======== The records

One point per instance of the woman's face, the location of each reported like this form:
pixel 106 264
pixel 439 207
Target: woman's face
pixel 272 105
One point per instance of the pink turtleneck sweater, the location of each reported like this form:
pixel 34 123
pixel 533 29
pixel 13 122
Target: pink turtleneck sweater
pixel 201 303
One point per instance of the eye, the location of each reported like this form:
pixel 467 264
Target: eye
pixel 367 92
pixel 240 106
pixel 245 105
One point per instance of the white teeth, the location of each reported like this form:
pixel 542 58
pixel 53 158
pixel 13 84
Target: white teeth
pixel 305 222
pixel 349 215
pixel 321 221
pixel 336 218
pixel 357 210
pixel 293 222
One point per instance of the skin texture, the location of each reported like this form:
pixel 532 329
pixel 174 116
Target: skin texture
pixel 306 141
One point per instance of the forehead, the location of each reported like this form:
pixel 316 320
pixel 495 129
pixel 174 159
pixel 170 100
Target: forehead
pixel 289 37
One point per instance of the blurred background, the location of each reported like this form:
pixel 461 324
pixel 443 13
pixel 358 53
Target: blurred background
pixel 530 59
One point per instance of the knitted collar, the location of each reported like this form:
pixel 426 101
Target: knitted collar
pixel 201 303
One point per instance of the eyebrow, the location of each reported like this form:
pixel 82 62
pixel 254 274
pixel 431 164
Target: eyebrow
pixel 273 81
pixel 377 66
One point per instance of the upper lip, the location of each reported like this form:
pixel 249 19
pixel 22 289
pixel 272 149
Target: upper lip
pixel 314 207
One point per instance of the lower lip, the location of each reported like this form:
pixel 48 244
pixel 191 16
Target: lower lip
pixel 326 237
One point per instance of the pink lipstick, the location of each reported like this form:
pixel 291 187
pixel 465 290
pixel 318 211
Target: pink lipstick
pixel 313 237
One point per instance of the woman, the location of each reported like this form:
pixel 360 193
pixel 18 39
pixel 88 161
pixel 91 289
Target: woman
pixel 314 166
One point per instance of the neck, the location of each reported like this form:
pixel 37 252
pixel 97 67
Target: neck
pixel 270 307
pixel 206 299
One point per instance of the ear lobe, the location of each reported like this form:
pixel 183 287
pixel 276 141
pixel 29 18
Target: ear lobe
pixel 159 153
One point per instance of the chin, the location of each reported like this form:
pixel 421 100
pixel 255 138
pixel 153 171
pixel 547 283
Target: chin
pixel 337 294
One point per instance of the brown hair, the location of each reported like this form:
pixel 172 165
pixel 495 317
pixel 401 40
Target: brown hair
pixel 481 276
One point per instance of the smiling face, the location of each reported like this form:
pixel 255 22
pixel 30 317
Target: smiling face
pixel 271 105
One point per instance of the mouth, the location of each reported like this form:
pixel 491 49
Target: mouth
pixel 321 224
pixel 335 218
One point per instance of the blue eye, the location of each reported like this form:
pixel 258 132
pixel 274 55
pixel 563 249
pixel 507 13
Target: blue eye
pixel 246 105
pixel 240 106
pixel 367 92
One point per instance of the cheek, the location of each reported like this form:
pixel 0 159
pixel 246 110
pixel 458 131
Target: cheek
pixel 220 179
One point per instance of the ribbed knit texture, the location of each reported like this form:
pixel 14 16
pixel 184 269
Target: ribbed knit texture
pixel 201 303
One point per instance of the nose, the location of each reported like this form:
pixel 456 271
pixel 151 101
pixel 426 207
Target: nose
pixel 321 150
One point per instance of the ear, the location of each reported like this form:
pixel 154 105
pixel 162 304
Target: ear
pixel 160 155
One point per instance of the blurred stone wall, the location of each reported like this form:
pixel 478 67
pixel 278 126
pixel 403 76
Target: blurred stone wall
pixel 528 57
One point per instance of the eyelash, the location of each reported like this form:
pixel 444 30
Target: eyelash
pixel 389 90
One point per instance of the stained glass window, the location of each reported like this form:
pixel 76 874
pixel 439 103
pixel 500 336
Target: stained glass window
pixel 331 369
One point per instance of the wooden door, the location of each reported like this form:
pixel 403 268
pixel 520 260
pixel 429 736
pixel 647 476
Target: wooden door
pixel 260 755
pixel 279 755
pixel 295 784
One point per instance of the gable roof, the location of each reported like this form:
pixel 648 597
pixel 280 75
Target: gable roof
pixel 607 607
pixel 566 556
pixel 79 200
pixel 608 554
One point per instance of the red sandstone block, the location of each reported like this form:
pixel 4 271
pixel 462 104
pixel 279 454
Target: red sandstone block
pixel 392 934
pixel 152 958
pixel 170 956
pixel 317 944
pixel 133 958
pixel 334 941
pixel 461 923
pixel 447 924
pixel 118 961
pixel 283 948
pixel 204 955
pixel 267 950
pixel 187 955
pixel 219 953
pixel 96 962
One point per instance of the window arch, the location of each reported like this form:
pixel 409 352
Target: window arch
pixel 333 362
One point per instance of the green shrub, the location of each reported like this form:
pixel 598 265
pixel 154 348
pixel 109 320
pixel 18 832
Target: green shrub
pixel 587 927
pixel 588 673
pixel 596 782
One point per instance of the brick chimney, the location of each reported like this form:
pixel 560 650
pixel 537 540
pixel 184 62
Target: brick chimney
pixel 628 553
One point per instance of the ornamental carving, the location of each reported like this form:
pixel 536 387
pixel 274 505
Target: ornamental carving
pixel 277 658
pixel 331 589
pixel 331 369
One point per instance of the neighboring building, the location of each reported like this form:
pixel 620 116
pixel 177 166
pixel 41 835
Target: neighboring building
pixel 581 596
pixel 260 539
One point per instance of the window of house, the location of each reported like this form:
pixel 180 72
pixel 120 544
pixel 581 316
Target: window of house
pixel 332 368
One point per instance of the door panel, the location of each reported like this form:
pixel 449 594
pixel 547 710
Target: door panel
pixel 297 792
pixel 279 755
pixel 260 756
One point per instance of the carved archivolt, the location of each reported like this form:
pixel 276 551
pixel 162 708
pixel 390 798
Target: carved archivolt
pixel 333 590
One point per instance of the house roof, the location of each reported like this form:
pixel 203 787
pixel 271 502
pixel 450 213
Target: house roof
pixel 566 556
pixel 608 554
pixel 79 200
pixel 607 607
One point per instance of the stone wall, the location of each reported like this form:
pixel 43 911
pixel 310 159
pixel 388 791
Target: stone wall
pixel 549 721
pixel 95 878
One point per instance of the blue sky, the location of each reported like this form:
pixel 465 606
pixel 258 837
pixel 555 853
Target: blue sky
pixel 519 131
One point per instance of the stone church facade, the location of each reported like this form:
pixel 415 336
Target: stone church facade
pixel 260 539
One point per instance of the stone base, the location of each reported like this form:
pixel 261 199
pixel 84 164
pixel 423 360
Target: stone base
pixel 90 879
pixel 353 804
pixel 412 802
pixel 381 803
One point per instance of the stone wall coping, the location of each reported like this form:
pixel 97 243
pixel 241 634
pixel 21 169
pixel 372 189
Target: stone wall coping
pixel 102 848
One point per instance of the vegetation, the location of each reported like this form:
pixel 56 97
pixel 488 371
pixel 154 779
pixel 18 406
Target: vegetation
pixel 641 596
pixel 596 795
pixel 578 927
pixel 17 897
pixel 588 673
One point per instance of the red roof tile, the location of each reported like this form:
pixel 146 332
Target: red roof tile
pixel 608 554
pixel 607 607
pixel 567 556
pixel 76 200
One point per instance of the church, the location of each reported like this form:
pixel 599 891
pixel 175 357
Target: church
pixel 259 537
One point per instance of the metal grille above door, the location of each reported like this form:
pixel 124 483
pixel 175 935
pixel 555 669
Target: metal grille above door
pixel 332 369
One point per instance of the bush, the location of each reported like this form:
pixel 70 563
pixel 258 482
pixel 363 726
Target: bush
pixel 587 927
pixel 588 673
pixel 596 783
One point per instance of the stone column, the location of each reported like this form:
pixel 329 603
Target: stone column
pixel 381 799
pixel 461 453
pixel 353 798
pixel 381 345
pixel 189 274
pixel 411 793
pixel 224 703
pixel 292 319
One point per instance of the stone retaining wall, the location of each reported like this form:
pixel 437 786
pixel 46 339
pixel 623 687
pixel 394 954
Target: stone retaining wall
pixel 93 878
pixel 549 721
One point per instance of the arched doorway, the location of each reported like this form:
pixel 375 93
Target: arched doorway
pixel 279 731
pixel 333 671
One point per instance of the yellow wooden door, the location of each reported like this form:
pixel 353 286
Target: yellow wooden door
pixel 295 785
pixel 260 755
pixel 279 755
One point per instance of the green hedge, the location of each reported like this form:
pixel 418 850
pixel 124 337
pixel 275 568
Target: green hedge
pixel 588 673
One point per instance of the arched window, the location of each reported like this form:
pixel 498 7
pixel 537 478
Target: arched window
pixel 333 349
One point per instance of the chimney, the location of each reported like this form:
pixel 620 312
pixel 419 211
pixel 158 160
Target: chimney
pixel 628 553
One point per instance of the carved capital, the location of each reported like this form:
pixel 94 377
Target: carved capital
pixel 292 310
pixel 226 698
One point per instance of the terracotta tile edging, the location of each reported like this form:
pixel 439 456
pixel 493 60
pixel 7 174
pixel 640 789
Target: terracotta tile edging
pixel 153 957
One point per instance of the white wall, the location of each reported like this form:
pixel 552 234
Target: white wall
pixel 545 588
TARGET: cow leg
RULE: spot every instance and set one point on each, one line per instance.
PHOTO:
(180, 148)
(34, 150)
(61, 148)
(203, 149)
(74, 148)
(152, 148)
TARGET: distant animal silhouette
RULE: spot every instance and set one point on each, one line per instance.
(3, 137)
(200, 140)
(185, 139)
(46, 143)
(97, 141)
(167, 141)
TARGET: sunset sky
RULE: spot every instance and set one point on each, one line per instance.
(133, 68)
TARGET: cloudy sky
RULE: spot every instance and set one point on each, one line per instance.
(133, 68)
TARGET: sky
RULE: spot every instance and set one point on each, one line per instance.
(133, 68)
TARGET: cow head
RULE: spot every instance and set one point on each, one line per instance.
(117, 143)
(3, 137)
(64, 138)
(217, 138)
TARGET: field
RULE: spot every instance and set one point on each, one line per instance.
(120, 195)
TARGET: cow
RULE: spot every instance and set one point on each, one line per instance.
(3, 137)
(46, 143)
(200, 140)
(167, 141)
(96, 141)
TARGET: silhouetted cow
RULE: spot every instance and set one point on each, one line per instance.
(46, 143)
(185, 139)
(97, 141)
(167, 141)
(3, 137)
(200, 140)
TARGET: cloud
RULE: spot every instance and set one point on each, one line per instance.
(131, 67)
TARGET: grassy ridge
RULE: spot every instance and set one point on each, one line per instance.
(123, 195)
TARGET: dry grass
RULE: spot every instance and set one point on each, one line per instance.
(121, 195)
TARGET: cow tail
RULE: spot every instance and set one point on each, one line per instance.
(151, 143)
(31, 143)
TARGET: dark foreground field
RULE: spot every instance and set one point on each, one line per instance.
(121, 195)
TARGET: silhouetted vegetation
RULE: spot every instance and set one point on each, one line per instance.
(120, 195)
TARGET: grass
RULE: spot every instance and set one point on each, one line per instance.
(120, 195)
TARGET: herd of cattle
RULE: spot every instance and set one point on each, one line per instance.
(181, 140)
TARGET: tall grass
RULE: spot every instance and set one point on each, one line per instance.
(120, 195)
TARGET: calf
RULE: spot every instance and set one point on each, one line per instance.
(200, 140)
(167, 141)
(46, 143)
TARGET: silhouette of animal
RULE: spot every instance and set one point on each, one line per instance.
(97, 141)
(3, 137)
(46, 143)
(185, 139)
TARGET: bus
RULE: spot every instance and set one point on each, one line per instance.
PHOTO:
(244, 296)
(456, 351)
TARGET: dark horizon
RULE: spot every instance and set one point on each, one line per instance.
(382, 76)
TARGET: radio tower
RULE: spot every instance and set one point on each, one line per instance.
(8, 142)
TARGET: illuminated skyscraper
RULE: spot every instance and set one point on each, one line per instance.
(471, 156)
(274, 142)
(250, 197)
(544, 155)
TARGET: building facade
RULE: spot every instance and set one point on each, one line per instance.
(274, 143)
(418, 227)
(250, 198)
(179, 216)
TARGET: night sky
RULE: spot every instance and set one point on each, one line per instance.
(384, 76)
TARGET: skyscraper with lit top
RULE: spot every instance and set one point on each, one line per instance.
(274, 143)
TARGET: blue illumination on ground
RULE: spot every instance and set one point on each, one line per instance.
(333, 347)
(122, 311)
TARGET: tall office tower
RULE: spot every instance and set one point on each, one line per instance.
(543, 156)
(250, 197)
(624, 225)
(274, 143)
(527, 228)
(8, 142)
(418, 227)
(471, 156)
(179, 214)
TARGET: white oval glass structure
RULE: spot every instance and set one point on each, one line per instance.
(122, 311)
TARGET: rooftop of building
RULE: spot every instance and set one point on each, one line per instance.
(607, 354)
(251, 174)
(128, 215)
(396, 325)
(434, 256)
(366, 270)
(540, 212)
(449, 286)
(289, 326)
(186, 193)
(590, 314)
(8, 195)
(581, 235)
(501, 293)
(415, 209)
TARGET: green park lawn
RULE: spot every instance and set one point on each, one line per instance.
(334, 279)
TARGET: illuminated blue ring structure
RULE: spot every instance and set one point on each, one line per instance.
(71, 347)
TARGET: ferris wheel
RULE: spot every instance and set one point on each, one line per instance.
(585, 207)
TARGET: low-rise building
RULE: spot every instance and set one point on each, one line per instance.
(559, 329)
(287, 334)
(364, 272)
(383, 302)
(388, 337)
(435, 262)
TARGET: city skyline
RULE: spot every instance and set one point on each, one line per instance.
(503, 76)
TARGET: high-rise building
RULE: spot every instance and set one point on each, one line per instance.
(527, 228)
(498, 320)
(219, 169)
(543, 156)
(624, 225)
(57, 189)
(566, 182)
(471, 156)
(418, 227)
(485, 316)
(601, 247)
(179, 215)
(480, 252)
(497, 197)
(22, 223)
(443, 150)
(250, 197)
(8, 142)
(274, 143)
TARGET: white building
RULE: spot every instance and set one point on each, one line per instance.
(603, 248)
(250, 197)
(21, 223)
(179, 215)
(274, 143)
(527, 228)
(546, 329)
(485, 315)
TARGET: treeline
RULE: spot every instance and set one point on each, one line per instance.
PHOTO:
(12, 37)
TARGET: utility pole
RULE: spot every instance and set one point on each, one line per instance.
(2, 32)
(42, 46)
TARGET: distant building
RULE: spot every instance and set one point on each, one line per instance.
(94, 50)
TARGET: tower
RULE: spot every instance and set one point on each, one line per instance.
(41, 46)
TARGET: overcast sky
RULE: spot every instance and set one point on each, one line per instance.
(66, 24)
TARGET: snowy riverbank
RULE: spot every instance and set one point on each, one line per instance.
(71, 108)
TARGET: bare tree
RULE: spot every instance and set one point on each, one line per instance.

================

## Requirement
Only those lines of the entries above that run from the line containing "pixel 279 454" to the line containing "pixel 274 505", both included, should be transcribed exactly.

## Answer below
pixel 279 454
Target: red sandstone block
pixel 392 934
pixel 152 958
pixel 170 956
pixel 317 944
pixel 133 958
pixel 334 941
pixel 461 923
pixel 447 924
pixel 118 961
pixel 283 948
pixel 204 955
pixel 267 950
pixel 187 955
pixel 219 953
pixel 96 962
One point per instance of the window arch, the location of each reported like this form:
pixel 409 352
Target: window arch
pixel 333 362
One point per instance of the green shrub, the location of each reported like this form:
pixel 598 265
pixel 154 348
pixel 109 320
pixel 18 832
Target: green shrub
pixel 587 927
pixel 588 673
pixel 596 782
One point per instance of the brick chimney, the location of each reported like this form:
pixel 560 650
pixel 537 540
pixel 184 62
Target: brick chimney
pixel 628 553
One point per instance of the ornamental carving, the location of each reported like this form:
pixel 536 387
pixel 274 505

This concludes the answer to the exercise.